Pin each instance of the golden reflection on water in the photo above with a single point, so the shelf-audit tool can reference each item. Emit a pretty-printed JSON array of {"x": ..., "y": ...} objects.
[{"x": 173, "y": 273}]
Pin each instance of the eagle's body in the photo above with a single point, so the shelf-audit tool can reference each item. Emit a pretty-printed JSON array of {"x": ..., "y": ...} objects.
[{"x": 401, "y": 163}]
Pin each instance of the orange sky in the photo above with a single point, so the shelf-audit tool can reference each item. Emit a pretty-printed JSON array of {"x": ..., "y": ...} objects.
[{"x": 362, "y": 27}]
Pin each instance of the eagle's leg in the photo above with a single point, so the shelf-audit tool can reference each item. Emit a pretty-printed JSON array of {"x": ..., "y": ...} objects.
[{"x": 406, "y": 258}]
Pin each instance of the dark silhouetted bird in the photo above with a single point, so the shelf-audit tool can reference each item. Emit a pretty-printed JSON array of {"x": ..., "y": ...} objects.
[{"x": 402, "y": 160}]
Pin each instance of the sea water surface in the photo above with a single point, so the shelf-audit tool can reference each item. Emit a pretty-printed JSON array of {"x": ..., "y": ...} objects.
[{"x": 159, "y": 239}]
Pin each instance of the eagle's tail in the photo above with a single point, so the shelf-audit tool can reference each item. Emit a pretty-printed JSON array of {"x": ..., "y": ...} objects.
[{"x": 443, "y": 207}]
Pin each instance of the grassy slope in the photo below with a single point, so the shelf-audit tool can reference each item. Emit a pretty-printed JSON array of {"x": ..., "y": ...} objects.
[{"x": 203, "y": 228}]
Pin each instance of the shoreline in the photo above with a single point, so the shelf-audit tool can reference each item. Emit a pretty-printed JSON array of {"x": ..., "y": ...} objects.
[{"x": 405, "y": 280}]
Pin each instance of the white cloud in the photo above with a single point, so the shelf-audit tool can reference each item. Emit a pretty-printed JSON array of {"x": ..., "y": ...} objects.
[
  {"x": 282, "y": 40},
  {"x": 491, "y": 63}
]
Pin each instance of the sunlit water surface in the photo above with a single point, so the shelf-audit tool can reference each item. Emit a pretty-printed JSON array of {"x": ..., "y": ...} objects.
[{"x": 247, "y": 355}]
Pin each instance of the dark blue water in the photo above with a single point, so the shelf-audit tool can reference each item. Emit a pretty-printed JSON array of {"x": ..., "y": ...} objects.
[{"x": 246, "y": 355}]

→ **AIM OF THE EXERCISE**
Copy the lines above verbatim, all of them.

→ **RESPONSE FOR THIS EXERCISE**
Pin each instance of the golden reflection on water in the photo above with a single point, so the shelf-audit tool can reference each item. Emit a pretty-printed JSON array of {"x": ..., "y": ...} objects.
[{"x": 173, "y": 273}]
Pin each instance of the eagle's body in the photo above with a single point, so the shelf-audit tool can reference each item. Emit a pretty-printed JSON array of {"x": ..., "y": ...} objects.
[{"x": 401, "y": 163}]
Pin each instance of the orange sky in the photo above with a single point, so the shelf-audit tool can reference each item. Emit a pretty-printed JSON array of {"x": ..., "y": ...} objects.
[{"x": 362, "y": 27}]
Pin each instance of the eagle's leg in the photo above with a single point, so the shelf-audit tool can reference each item. Emit a pretty-printed JSON array of {"x": ..., "y": ...} objects.
[{"x": 406, "y": 258}]
Pin each instance of the dark silhouetted bird in the photo above with a single point, so the shelf-audit tool can reference each item. Emit a pretty-printed JSON array of {"x": ..., "y": ...} objects.
[{"x": 402, "y": 160}]
Pin each instance of the sea water surface in the photo above with a single point, so the shelf-audit tool can reference each item. Emit a pretty-printed JSON array of {"x": ..., "y": ...} objects.
[{"x": 159, "y": 239}]
Pin each instance of the eagle's tail in the photo above with a single point, so the shelf-audit tool can reference each item. Emit a pretty-printed JSON array of {"x": ..., "y": ...} objects.
[{"x": 443, "y": 207}]
Pin each instance of the grassy slope in the photo below with a single point, so the shelf-audit tool can reference each item. Emit a pretty-printed JSON array of {"x": ..., "y": ...} objects.
[{"x": 203, "y": 228}]
Pin each instance of the shoreline in the photo above with a single point, so the shelf-audit tool can reference each item. Emit a pretty-printed JSON array of {"x": ..., "y": ...} objects.
[{"x": 405, "y": 280}]
Pin each instance of the white cloud in the photo above with a single point, so the shelf-audit tool can reference each item. Emit a pretty-printed JSON array of {"x": ..., "y": ...} objects.
[
  {"x": 282, "y": 40},
  {"x": 491, "y": 63}
]
Pin each instance of the sunlit water surface in the photo above with a single point, so the shelf-audit tool can reference each item. Emit a pretty-printed JSON array of {"x": ..., "y": ...} objects.
[{"x": 247, "y": 355}]
Pin each instance of the dark blue water in the photo above with a single point, so the shelf-audit tool can reference each item. Emit a pretty-printed JSON array of {"x": ..., "y": ...} objects.
[{"x": 246, "y": 355}]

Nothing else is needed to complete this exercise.